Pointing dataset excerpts
——————————
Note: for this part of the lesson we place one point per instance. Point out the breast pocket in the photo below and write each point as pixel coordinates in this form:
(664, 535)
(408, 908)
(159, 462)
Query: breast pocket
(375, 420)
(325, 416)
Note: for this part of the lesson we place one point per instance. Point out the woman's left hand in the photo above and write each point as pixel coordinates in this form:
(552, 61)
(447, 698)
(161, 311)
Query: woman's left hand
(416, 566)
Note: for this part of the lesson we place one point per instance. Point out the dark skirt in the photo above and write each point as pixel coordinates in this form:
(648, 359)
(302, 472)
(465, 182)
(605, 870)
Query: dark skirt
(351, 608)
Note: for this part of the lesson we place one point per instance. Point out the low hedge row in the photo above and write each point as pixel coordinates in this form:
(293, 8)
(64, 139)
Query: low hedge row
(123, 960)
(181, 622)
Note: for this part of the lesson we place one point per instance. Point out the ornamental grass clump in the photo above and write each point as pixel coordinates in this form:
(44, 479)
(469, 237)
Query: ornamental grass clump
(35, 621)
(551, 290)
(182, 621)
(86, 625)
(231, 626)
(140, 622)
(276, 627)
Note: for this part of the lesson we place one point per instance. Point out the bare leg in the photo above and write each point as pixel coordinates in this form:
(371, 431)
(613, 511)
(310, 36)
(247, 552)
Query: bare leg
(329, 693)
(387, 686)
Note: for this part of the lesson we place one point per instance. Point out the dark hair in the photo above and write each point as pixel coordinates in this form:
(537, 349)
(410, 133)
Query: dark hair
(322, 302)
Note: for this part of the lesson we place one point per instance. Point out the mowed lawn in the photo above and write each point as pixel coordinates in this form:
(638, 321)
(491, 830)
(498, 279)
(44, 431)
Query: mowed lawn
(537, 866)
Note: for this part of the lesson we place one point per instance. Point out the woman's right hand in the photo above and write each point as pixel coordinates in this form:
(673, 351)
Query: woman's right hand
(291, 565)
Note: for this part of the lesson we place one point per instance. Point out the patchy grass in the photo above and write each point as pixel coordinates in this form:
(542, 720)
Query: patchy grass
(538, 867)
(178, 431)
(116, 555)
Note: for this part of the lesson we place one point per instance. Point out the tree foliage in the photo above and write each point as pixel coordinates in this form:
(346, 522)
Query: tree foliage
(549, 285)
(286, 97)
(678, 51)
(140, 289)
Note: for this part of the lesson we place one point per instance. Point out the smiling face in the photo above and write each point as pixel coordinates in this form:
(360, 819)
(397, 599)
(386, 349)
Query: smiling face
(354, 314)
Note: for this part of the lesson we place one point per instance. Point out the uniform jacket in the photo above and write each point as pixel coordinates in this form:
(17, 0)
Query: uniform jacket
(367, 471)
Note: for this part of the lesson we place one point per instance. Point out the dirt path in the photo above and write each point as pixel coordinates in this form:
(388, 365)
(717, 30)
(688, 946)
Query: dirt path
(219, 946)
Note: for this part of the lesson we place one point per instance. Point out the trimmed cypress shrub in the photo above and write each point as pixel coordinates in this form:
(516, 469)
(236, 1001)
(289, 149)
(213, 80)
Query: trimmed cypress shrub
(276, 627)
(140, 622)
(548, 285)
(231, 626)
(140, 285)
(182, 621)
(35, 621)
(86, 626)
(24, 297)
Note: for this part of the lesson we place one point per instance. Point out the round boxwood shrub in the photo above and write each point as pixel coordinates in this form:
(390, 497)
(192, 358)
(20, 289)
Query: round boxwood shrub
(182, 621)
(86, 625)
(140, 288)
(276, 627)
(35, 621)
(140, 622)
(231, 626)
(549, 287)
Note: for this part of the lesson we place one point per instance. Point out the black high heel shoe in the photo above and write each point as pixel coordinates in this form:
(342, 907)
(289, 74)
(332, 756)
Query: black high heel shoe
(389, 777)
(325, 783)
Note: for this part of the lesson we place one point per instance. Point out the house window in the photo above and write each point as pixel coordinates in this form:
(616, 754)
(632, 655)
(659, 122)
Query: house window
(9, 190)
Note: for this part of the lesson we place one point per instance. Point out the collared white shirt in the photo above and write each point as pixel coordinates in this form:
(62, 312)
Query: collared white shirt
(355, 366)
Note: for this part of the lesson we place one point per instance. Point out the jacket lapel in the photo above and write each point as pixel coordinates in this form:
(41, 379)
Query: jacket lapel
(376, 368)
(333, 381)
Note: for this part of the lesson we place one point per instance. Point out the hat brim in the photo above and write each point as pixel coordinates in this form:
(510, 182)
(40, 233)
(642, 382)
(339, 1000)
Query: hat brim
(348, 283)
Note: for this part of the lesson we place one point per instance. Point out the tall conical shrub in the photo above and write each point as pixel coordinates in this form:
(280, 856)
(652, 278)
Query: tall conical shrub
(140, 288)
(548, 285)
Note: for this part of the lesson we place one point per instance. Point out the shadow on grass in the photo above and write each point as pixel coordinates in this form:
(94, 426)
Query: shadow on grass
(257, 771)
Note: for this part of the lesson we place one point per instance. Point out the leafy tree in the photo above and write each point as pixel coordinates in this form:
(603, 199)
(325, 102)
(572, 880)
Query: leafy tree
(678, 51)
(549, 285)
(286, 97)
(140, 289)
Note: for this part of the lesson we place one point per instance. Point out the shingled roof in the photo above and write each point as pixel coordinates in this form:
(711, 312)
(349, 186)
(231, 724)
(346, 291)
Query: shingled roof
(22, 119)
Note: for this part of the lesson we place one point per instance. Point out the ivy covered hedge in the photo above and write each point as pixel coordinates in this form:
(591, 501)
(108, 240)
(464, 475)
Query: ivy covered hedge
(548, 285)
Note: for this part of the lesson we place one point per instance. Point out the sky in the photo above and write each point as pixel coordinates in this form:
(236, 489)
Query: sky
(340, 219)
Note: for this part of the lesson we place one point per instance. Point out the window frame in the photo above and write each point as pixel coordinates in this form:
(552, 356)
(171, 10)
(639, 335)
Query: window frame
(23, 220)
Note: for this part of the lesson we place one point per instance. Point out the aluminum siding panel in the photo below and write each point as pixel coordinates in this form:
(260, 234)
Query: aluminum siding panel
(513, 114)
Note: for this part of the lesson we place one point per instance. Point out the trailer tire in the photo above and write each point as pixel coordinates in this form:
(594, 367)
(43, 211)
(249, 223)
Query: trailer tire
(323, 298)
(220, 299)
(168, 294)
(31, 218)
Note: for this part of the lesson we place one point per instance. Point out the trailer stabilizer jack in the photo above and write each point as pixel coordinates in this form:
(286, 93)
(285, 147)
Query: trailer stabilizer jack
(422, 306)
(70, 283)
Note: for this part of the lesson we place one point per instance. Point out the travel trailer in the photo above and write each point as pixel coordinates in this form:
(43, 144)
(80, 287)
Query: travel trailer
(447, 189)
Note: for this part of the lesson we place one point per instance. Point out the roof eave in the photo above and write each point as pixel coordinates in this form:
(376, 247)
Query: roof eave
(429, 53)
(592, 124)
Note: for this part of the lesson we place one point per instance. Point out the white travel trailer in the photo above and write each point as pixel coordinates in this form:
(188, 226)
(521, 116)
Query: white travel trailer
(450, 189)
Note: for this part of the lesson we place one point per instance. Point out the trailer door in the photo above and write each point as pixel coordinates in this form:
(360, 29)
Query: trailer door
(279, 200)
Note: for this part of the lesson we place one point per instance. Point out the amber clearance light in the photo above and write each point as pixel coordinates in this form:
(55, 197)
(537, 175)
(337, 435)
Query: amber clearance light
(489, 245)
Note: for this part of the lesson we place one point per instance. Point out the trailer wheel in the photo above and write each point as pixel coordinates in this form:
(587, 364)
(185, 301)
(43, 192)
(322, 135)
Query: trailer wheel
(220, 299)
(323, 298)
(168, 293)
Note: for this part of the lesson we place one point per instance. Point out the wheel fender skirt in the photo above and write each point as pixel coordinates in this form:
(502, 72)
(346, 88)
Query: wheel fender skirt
——————————
▶ Stated problem
Go through the records above and set each one down exactly, please.

▶ Result of this exercise
Note: for this part of the lesson we place one point per instance. Point out the breast pocket in the photo below and write each point as pixel coordinates in this form:
(664, 535)
(408, 908)
(159, 462)
Query: breast pocket
(375, 420)
(325, 416)
Note: for this part of the lesson we place one point per instance. Point out the woman's left hand in the photo above and write each point as pixel coordinates in this form:
(552, 61)
(447, 698)
(161, 311)
Query: woman's left hand
(416, 566)
Note: for this part of the lesson we place one point per instance. Point out the dark skirt in the photo above and write each point as pixel coordinates in this form:
(648, 359)
(302, 472)
(465, 182)
(605, 870)
Query: dark skirt
(351, 608)
Note: for this part of the lesson we place one point per instance. Point out the low hedge row in the photo above and write each point as pixel coordinates in this form:
(293, 8)
(64, 139)
Query: low hedge row
(123, 960)
(181, 622)
Note: for this part of the lesson we place one point per instance. Point out the ornamental grass clump in the photo above and write each point as pixel coordinates in this form:
(44, 479)
(469, 237)
Query: ornamental grass clump
(35, 621)
(551, 290)
(182, 621)
(86, 625)
(231, 626)
(140, 622)
(276, 627)
Note: for this part of the lesson we place one point per instance. Point out the bare leg in the photo above and write each point as pixel coordinates in this form:
(371, 431)
(613, 511)
(310, 36)
(247, 552)
Query: bare leg
(329, 693)
(387, 686)
Note: for this part of the lesson we place one point per instance. Point out the dark hair in the photo above and write each point as pixel coordinates in this form:
(537, 349)
(410, 133)
Query: dark hair
(322, 302)
Note: for this part of the lesson we place one point per instance. Point out the mowed lawn in the photo above and write each point as pixel coordinates in this form:
(638, 321)
(491, 830)
(498, 279)
(44, 431)
Query: mowed lawn
(537, 866)
Note: for this part of the lesson we place one point per instance. Point out the woman's right hand in the photo above and write each point as pixel coordinates in this form:
(673, 351)
Query: woman's right hand
(291, 565)
Note: for this part of the lesson we place one point per instance. Point out the patchy grass in the photo above and write each point as pixel coordinates in this form:
(542, 720)
Query: patchy grass
(538, 867)
(178, 431)
(116, 555)
Note: for this part of the lesson we place one point per instance. Point out the tree foliage in the photo above and write each point as pixel coordinates in this form:
(346, 522)
Query: tree foliage
(549, 285)
(286, 97)
(678, 51)
(140, 289)
Note: for this part of the lesson we place one point per instance. Point out the smiling face in the photo above and write each point as pixel coordinates in this form:
(360, 819)
(397, 599)
(386, 349)
Query: smiling face
(354, 314)
Note: for this part of the lesson we place one point per instance. Point out the uniform jacket in the photo above and write each point as pixel coordinates in this form:
(17, 0)
Query: uniform jacket
(367, 471)
Note: for this part of the lesson we place one point per instance. Point out the dirt path in the photo above and write each point as pixel coordinates in this form:
(388, 365)
(717, 30)
(688, 946)
Query: dirt path
(219, 946)
Note: for this part of the lesson we place one point per instance. Point out the trimmed cypress shrub in the photo above and write each point as pixel coordinates in this form:
(516, 469)
(236, 1001)
(289, 149)
(213, 80)
Query: trimmed cypress shrub
(276, 627)
(140, 622)
(548, 285)
(231, 626)
(140, 285)
(182, 621)
(35, 621)
(86, 626)
(24, 297)
Note: for this part of the lesson we place one point per instance. Point out the round boxwood shrub in the photo above and write each point as pixel coordinates in this form:
(390, 497)
(192, 358)
(20, 289)
Query: round boxwood shrub
(182, 621)
(86, 625)
(140, 288)
(276, 627)
(35, 621)
(140, 622)
(231, 626)
(549, 287)
Note: for this part of the lesson we place one point per instance. Point out the black high heel shoe in the photo above and write each point as pixel coordinates in this form:
(342, 907)
(289, 74)
(332, 756)
Query: black high heel shoe
(389, 777)
(325, 783)
Note: for this part of the lesson we place one point per instance. Point out the house window in the photo above and write each point as pixel coordinates in this form:
(616, 754)
(632, 655)
(659, 122)
Query: house window
(9, 190)
Note: for this part of the lesson we place one point per instance. Point out the collared white shirt in the photo above and write each point as pixel coordinates in this form:
(62, 312)
Query: collared white shirt
(355, 366)
Note: for this part of the lesson we place one point per instance. Point out the jacket lapel in the photo above and write each point as pixel coordinates in this form:
(41, 379)
Query: jacket lapel
(376, 368)
(333, 381)
Note: for this part of the lesson we place one point per instance. Point out the hat brim in the photo above and write each point as pixel coordinates in this form:
(510, 182)
(40, 233)
(642, 382)
(339, 1000)
Query: hat brim
(348, 283)
Note: for this part of the lesson we place one point per instance. Point out the tall conical shrub in the photo above and write each point as pixel coordinates in this form:
(280, 856)
(652, 278)
Query: tall conical shrub
(140, 288)
(548, 285)
Note: for this part of the lesson we place one point per instance. Point out the shadow on grass in the photo above and write each point as pixel coordinates in this form:
(94, 426)
Query: shadow on grass
(257, 771)
Note: for this part of the lesson we place one point per instance. Point out the leafy tree in the photo above and write each point as pixel coordinates in this form:
(603, 199)
(325, 102)
(572, 880)
Query: leafy tree
(678, 51)
(549, 285)
(286, 97)
(140, 289)
Note: for this part of the lesson we place one point per instance. Point out the shingled roof in the photo above and write each point as pixel coordinates in this form:
(711, 312)
(349, 186)
(231, 724)
(346, 291)
Query: shingled roof
(22, 119)
Note: for this part of the lesson we place one point per instance. Point out the ivy covered hedge in the photo above and write each point as pixel coordinates in this form:
(591, 501)
(108, 240)
(464, 475)
Query: ivy covered hedge
(548, 285)
Note: for this part of the lesson we place one point per instance. Point out the sky in the photo above and write each point as pixel coordinates in this form:
(236, 489)
Query: sky
(340, 219)
Note: for this part of the lesson we place one point per instance. Point out the window frame in the photo above and write each point as pixel coordinates in this form:
(552, 356)
(171, 10)
(639, 335)
Query: window frame
(23, 220)
Note: for this part of the lesson we place one point per instance. Point out the aluminum siding panel in the photo below and write each point as pixel coordinates in this form:
(260, 234)
Query: aluminum siding panel
(513, 114)
Note: for this part of the lesson we place one point per instance. Point out the trailer tire in the photo above and write each point as pixel coordinates in this form:
(594, 367)
(43, 211)
(249, 223)
Query: trailer tire
(323, 298)
(220, 299)
(168, 294)
(31, 218)
Note: for this part of the lesson we place one point per instance. Point out the trailer stabilizer jack in the photo above and write each point as pixel coordinates in this form:
(286, 93)
(285, 147)
Query: trailer stabilizer jack
(422, 306)
(70, 283)
Note: for this part of the lesson we place one point per instance. Point out the travel trailer in the photo above and write each point as pixel coordinates in this form:
(43, 144)
(80, 287)
Query: travel trailer
(447, 189)
Note: for this part of the lesson we place one point per instance. Point out the roof eave in the photo above and write each point as pixel coordinates in this form:
(376, 247)
Query: roof eave
(429, 53)
(592, 124)
Note: for this part of the lesson we place one point per instance. Point out the white travel trailer in the photo above and write each point as pixel coordinates in this form:
(188, 226)
(521, 116)
Query: white travel trailer
(450, 189)
Note: for this part of the lesson we place one point per instance. Point out the trailer door in the photo above and write each point as pixel coordinates in this form:
(360, 29)
Query: trailer door
(279, 200)
Note: for this part of the lesson we place one point per instance. Point out the amber clearance light in the photo above and write each point as pixel coordinates in this form:
(55, 197)
(537, 175)
(337, 435)
Query: amber clearance light
(489, 245)
Note: for this part of the lesson we place one point per instance. Point out the trailer wheel in the photo above and write each point as pixel coordinates in this form:
(587, 364)
(185, 301)
(43, 192)
(322, 135)
Query: trailer wheel
(220, 299)
(323, 298)
(168, 293)
Note: for this part of the lesson we place one point per instance. Point out the wheel fender skirt in the photo above and write each point as pixel coordinates in this form:
(502, 72)
(346, 88)
Query: wheel fender skirt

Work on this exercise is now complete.